= Do this =
Recast every line of the records below as a JSON list of strings, with one string per line and blank lines omitted.

= Extracted records =
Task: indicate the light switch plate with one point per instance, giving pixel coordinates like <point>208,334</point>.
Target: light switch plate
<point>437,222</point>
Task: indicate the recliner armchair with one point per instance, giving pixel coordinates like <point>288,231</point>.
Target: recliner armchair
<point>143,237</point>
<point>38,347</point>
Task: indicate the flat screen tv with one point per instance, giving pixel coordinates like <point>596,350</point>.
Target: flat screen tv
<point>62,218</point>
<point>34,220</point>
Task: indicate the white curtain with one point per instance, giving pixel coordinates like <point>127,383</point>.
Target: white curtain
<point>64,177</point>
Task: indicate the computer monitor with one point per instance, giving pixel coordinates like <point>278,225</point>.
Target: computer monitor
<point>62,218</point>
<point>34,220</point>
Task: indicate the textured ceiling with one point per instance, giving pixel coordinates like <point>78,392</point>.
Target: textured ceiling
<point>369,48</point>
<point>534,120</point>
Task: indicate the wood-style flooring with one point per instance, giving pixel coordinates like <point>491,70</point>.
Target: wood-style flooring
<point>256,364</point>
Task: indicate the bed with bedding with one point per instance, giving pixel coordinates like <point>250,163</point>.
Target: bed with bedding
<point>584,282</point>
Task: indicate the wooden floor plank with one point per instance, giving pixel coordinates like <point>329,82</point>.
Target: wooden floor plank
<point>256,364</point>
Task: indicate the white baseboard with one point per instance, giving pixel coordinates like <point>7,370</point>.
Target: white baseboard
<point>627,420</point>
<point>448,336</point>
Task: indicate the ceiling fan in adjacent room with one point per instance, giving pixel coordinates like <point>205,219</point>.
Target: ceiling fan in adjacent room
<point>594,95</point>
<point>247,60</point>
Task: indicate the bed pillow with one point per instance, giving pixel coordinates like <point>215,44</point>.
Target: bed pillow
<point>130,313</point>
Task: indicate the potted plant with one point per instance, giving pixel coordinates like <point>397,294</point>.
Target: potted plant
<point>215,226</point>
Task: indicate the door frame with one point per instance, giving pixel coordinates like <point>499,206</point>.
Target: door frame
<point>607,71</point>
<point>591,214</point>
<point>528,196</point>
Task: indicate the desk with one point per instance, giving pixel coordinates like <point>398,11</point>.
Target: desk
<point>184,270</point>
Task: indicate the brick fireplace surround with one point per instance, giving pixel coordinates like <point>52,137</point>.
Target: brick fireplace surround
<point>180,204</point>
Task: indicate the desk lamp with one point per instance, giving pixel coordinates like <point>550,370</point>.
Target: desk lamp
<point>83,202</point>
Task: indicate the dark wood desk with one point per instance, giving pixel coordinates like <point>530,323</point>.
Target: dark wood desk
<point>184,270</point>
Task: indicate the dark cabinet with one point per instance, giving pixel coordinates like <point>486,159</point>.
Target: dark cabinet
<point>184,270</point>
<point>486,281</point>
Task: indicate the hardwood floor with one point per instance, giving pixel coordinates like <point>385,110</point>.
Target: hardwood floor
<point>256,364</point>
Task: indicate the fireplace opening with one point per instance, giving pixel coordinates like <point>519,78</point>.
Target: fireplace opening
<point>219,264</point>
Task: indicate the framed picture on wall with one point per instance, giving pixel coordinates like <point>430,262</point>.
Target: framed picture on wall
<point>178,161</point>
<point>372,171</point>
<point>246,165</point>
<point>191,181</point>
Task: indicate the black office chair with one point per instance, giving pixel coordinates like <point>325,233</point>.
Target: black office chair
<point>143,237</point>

= Response to the task =
[
  "Task: indicate the light switch plate with one point per instance, giving pixel coordinates like <point>208,334</point>.",
  "Target: light switch plate",
  "<point>437,222</point>",
  "Task: indicate the recliner armchair with one point per instance, giving pixel coordinates like <point>288,231</point>.",
  "Target: recliner armchair",
  "<point>143,237</point>",
  "<point>38,347</point>",
  "Task: indicate the flat screen tv with one point per instance, giving pixel coordinates like <point>596,350</point>.",
  "Target: flat screen tv",
  "<point>62,218</point>",
  "<point>34,220</point>",
  "Task: indicate the white curtain with one point per instance, giving pixel coordinates like <point>127,383</point>.",
  "Target: white curtain",
  "<point>64,177</point>",
  "Task: indicate the computer monitor with one point per instance, giving pixel coordinates like <point>278,225</point>.",
  "Target: computer monitor",
  "<point>62,218</point>",
  "<point>34,220</point>",
  "Task: indicate the textured ceiling with one point per instance, giving pixel coordinates like <point>78,392</point>.",
  "Target: textured ceiling",
  "<point>369,48</point>",
  "<point>534,120</point>",
  "Task: indicate the wood-style flooring with one point per instance, giving pixel coordinates like <point>491,70</point>.",
  "Target: wood-style flooring",
  "<point>256,364</point>",
  "Task: indicate the bed with bedding with one point per instance, giving pixel coordinates like <point>250,163</point>.",
  "Target: bed with bedding",
  "<point>584,282</point>",
  "Task: indicate the wooden floor plank with one point per instance, giving pixel coordinates like <point>329,82</point>.",
  "Target: wooden floor plank",
  "<point>256,364</point>",
  "Task: indicate the white baseboard with one point per instance, giving pixel coordinates like <point>7,370</point>.",
  "Target: white baseboard",
  "<point>627,420</point>",
  "<point>448,336</point>",
  "Task: indicate the ceiling fan in adjacent room with one point per instance, giving pixel coordinates like <point>205,219</point>.",
  "Target: ceiling fan in adjacent room",
  "<point>594,95</point>",
  "<point>247,60</point>",
  "Task: indicate the bed pillow with one point per instance, giving pixel coordinates like <point>215,44</point>.",
  "Target: bed pillow",
  "<point>130,313</point>",
  "Task: indicate the potted plant with one point per instance, giving pixel coordinates like <point>397,294</point>.",
  "Target: potted plant",
  "<point>215,226</point>",
  "Task: indicate the door frame with one point per instance, giving pixel coordinates like <point>499,206</point>.",
  "Target: door frame",
  "<point>607,71</point>",
  "<point>591,214</point>",
  "<point>528,196</point>",
  "Task: indicate the desk with one point per instance, giving pixel coordinates like <point>398,11</point>.",
  "Target: desk",
  "<point>184,270</point>",
  "Task: indicate the brick fireplace surround with one point per instance, giving pixel coordinates like <point>52,137</point>.",
  "Target: brick fireplace surround",
  "<point>180,204</point>",
  "Task: indicate the desk lamp with one point per instance, giving pixel coordinates like <point>550,370</point>.",
  "Target: desk lamp",
  "<point>83,202</point>",
  "Task: indicate the dark wood desk with one point per instance, giving pixel coordinates like <point>530,323</point>.",
  "Target: dark wood desk",
  "<point>184,270</point>",
  "Task: indicate the dark cabinet with one point per instance, giving pixel coordinates like <point>486,159</point>.",
  "Target: dark cabinet",
  "<point>184,270</point>",
  "<point>486,281</point>",
  "Task: indicate the hardwood floor with one point per instance, giving pixel coordinates like <point>385,110</point>.",
  "Target: hardwood floor",
  "<point>256,364</point>",
  "Task: indicate the fireplace opening with one point per instance, giving pixel coordinates like <point>519,78</point>.",
  "Target: fireplace opening",
  "<point>219,264</point>",
  "Task: indicate the framed picture on wall with one point per instance, giving pixel coordinates like <point>430,262</point>.",
  "Target: framed picture on wall",
  "<point>178,161</point>",
  "<point>372,171</point>",
  "<point>246,165</point>",
  "<point>191,181</point>",
  "Task: indicate the black office chair with one point per instance, giving pixel coordinates like <point>325,233</point>.",
  "Target: black office chair",
  "<point>143,237</point>"
]